TASK TO COMPLETE:
Present the entries below as a numbered list, skipping any blank lines. Leave the pictures out.

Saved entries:
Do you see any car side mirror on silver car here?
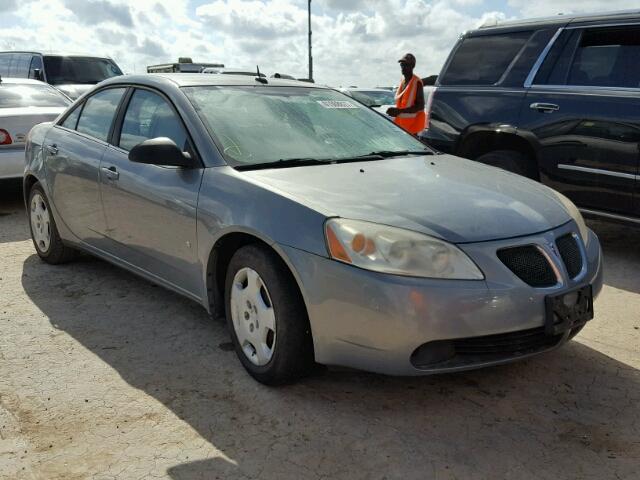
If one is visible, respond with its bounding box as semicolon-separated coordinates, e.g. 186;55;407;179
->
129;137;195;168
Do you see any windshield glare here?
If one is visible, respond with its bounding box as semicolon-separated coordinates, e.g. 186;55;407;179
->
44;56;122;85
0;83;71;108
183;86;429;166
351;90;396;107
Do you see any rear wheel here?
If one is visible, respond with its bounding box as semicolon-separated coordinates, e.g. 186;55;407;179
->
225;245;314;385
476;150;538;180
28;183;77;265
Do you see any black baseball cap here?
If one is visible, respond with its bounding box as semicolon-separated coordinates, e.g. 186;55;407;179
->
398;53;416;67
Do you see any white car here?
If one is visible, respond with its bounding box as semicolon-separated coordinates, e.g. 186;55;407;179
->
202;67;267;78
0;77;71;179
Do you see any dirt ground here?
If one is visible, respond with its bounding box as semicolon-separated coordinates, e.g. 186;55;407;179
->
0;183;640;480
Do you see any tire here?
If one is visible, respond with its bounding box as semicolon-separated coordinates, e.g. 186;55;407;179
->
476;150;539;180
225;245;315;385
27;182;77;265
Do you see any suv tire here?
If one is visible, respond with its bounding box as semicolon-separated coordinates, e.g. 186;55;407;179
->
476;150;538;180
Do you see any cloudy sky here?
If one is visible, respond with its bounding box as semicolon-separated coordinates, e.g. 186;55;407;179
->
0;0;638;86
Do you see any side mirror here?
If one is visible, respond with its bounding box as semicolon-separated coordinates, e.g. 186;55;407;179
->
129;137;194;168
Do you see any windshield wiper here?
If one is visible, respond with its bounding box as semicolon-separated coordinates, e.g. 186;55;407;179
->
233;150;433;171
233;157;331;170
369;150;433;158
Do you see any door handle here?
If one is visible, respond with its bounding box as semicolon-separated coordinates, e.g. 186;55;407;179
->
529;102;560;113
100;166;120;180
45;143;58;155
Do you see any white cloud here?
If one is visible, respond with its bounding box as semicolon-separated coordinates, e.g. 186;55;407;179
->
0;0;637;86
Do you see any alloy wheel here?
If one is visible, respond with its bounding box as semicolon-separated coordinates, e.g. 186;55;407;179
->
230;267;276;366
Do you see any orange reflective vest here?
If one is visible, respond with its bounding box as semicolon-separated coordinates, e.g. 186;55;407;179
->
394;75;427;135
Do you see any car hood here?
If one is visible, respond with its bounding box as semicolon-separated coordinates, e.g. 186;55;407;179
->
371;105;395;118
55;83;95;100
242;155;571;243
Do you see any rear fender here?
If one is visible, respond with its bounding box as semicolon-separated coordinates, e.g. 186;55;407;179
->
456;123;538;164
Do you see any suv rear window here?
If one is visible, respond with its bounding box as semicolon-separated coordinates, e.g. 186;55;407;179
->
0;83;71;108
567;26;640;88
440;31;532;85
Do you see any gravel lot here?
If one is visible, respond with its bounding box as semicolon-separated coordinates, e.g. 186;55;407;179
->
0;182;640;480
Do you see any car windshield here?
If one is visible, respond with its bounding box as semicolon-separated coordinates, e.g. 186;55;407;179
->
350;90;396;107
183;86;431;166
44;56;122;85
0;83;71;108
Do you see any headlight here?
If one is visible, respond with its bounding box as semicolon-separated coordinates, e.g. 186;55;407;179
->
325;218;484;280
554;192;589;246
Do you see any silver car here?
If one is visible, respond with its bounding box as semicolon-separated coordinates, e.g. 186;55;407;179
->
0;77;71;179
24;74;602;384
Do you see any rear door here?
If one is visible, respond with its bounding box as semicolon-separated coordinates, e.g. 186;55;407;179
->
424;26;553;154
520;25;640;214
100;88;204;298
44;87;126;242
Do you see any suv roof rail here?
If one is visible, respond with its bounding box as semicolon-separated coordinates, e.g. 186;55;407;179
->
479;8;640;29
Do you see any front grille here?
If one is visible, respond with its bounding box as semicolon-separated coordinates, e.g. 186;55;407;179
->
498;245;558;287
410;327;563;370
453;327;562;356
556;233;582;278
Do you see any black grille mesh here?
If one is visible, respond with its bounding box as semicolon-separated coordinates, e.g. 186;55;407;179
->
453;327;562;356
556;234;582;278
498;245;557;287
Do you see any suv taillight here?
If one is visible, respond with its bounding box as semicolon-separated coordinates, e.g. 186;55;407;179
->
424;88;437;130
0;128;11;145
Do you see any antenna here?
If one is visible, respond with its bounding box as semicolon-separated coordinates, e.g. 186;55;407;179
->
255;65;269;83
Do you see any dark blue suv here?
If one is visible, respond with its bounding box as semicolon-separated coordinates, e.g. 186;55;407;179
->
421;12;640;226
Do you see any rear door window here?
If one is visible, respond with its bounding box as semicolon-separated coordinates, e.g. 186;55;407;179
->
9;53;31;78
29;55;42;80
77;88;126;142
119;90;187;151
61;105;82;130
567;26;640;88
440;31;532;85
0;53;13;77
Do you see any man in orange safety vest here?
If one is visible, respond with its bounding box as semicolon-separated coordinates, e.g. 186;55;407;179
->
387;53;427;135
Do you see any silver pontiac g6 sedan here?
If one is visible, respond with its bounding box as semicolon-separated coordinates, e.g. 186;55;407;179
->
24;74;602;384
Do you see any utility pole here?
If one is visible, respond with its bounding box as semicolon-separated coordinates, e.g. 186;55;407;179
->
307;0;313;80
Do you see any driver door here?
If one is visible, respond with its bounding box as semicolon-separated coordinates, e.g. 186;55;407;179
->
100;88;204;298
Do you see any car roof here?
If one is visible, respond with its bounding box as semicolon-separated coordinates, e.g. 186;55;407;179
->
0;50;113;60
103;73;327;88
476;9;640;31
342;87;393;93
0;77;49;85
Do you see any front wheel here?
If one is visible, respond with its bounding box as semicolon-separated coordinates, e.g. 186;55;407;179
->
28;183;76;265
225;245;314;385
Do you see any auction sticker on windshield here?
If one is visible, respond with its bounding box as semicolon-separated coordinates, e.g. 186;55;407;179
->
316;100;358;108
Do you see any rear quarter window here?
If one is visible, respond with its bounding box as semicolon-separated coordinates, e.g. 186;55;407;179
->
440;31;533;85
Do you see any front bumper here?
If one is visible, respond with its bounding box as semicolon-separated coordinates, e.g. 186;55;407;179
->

REPLY TO THE EXERCISE:
1. Do you see any car side mirror on silver car here?
2. If one is visible, respond with its bounding box as semicolon-separated coordinates, e.g. 186;55;407;179
3. ->
4. 129;137;195;168
5. Do you see any windshield glare here?
6. If one is visible, respond with its bounding box as semicolon-separated coordinates, e.g. 186;55;407;179
7. ->
8. 44;56;122;85
9. 0;83;71;108
10. 183;86;429;166
11. 351;90;396;107
12. Do you see any rear wheel here?
13. If one is visible, respond with its bounding box as semicolon-separated coordinates, e.g. 186;55;407;179
14. ->
15. 225;245;314;385
16. 476;150;538;180
17. 28;183;77;265
18. Do you see any black baseball cap here?
19. If one is visible, respond with its bounding box as semicolon-separated coordinates, e.g. 186;55;407;179
20. ->
21. 398;53;416;67
22. Do you see any white car here?
23. If one is visible, respond with its bounding box as semicolon-separated coordinates, e.g. 186;55;407;179
24. ->
25. 202;67;267;78
26. 0;77;71;179
27. Do you see any dirt ground here?
28. If one is visible, respond with its bounding box as semicolon-separated coordinates, e.g. 186;55;407;179
29. ->
30. 0;183;640;480
31. Do you see any tire here?
32. If one is visible, respond with its bounding box as semicolon-separated coordinates, e.g. 186;55;407;179
33. ->
34. 476;150;539;180
35. 225;245;315;385
36. 27;182;77;265
37. Do you see any suv tire here?
38. If one is visible, respond with its bounding box as semicolon-separated coordinates, e.g. 186;55;407;179
39. ->
40. 476;150;538;180
41. Do you see any cloudy sky here?
42. If one is visible, respond with its bounding box as semicolon-separated coordinates, e.g. 186;55;407;179
43. ->
44. 0;0;638;86
45. Do you see any side mirror here?
46. If one is visible, respond with its bounding box as semicolon-separated coordinates, e.g. 186;55;407;179
47. ->
48. 129;137;194;168
49. Do you see any windshield wiper here?
50. If one is visible, respond with its bounding box as semicolon-separated coordinates, e.g. 186;55;407;179
51. ->
52. 233;150;433;171
53. 233;157;331;170
54. 369;150;433;158
55. Do you see any door handle here?
56. If one is visible, respond with its bounding box as semicolon-separated coordinates, e.g. 186;55;407;179
57. ->
58. 529;102;560;113
59. 100;166;120;180
60. 45;143;58;155
61. Do you see any white cloud here?
62. If one is visible, respond with its bounding box as semicolon-separated coordinates, e.g. 186;55;407;179
63. ->
64. 0;0;637;86
65. Do you see any alloy wheel here?
66. If one is visible, respond with its bounding box as semicolon-separated coordinates, e.g. 186;55;407;179
67. ->
68. 230;267;276;366
69. Do you see any orange reflective vest here?
70. If one is visible, respond with its bounding box as semicolon-separated coordinates, e.g. 186;55;407;179
71. ->
72. 394;75;427;135
73. Do you see any car hood here?
74. If one is visible, respond with its bounding box as semicolon-separated coordinates, e.g. 186;55;407;179
75. ->
76. 371;105;395;118
77. 55;83;95;100
78. 242;155;571;243
79. Do you see any rear fender here?
80. If one is visible, respond with its bounding box as semicolon-separated coordinates, e.g. 186;55;407;179
81. ->
82. 456;123;538;164
83. Do you see any suv rear window here?
84. If one is visible, respond with its bounding box as semicolon-separated coordinates, e.g. 186;55;407;179
85. ->
86. 0;83;71;108
87. 567;26;640;88
88. 440;31;532;85
89. Do you see any gravel lot here?
90. If one is visible, respond with its bounding box as semicolon-separated coordinates, e.g. 186;55;407;179
91. ->
92. 0;182;640;480
93. Do you see any car windshield here?
94. If one is visible, respond with its bounding box as semicolon-separated coordinates, e.g. 186;55;407;179
95. ->
96. 350;90;396;107
97. 183;86;431;166
98. 44;56;122;85
99. 0;83;71;108
100. Do you see any headlight here?
101. If one is visible, respond with its bounding box as semicolon-separated coordinates, e.g. 186;55;407;179
102. ->
103. 325;218;484;280
104. 554;192;589;246
105. Do you see any silver car here?
106. If one is visible, respond with its bounding box as semicolon-separated coordinates, e.g. 186;55;407;179
107. ->
108. 0;77;71;179
109. 24;74;602;384
110. Do you see any rear door here?
111. If one is visible, respond with its bounding box as semicolon-separated coordinates, e.g. 186;55;407;179
112. ->
113. 424;26;553;154
114. 520;25;640;214
115. 100;88;204;298
116. 44;87;126;242
117. Do you see any suv roof rail here?
118. If one is visible, respond with its bounding box as semicolon-separated coordinates, e.g. 186;55;407;179
119. ->
120. 479;8;640;29
121. Do you see any front grille here?
122. If one is visible, respond with its bounding box as semicolon-separated coordinates, e.g. 186;55;407;179
123. ->
124. 498;245;558;287
125. 410;327;563;370
126. 453;327;562;356
127. 556;233;582;278
128. Do you see any black grille mesh here?
129. If one is visible, respond with its bounding box as semicolon-separated coordinates, e.g. 186;55;407;179
130. ->
131. 453;327;562;356
132. 556;234;582;278
133. 498;245;557;287
134. Do you see any suv taillight here?
135. If one is visible, respond with its bounding box as semicolon-separated coordinates, e.g. 186;55;407;179
136. ->
137. 424;88;437;130
138. 0;128;11;145
139. Do you see any antenna here?
140. If one is visible, respond with its bounding box as semicolon-separated coordinates, e.g. 186;55;407;179
141. ->
142. 255;65;269;83
143. Do you see any dark blue suv here?
144. If one is visible, respond with its bounding box as semicolon-separated coordinates, e.g. 186;55;407;179
145. ->
146. 421;12;640;226
147. Do you see any rear door window here?
148. If one is visible, respond with its bounding box as semicolon-separated coordinates, e.g. 186;55;407;179
149. ->
150. 9;53;31;78
151. 29;55;42;80
152. 77;88;126;142
153. 119;90;187;151
154. 61;105;82;130
155. 567;26;640;88
156. 440;31;532;85
157. 0;53;13;77
158. Do you see any man in orange safety vest here?
159. If one is visible, respond with its bounding box as semicolon-separated coordinates, e.g. 186;55;407;179
160. ->
161. 387;53;427;135
162. Do you see any silver pontiac g6 sedan here?
163. If one is visible, respond with its bounding box as semicolon-separated coordinates, e.g. 186;55;407;179
164. ->
165. 24;74;602;384
166. Do you see any utility pole here?
167. If one is visible, respond with its bounding box as semicolon-separated coordinates, e.g. 186;55;407;179
168. ->
169. 307;0;313;80
170. Do you see any driver door here?
171. If one is visible, respond with its bounding box as semicolon-separated coordinates, e.g. 186;55;407;179
172. ->
173. 100;88;204;298
174. Do you see any car roof here?
175. If one is visible, respond with its bounding box as semicolon-separated coordinates, e.g. 186;55;407;179
176. ->
177. 0;50;113;60
178. 103;73;327;88
179. 476;9;640;31
180. 342;87;393;93
181. 0;77;49;85
182. Do you see any front wheel here?
183. If one is visible, respond with its bounding box as semicolon-separated coordinates, e.g. 186;55;407;179
184. ->
185. 28;183;76;265
186. 225;245;314;385
187. Do you see any auction sticker on windshield here?
188. If one is visible, respond with its bounding box as semicolon-separated coordinates, e.g. 186;55;407;179
189. ->
190. 316;100;358;108
191. Do you see any rear quarter window here?
192. If one is visible, respond with its bounding box as semicolon-separated coordinates, e.g. 186;55;407;179
193. ->
194. 440;31;533;85
195. Do you see any front bumper here?
196. If one is visible, respond with its bounding box as semicolon-separated coordinates, e.g. 186;55;407;179
197. ->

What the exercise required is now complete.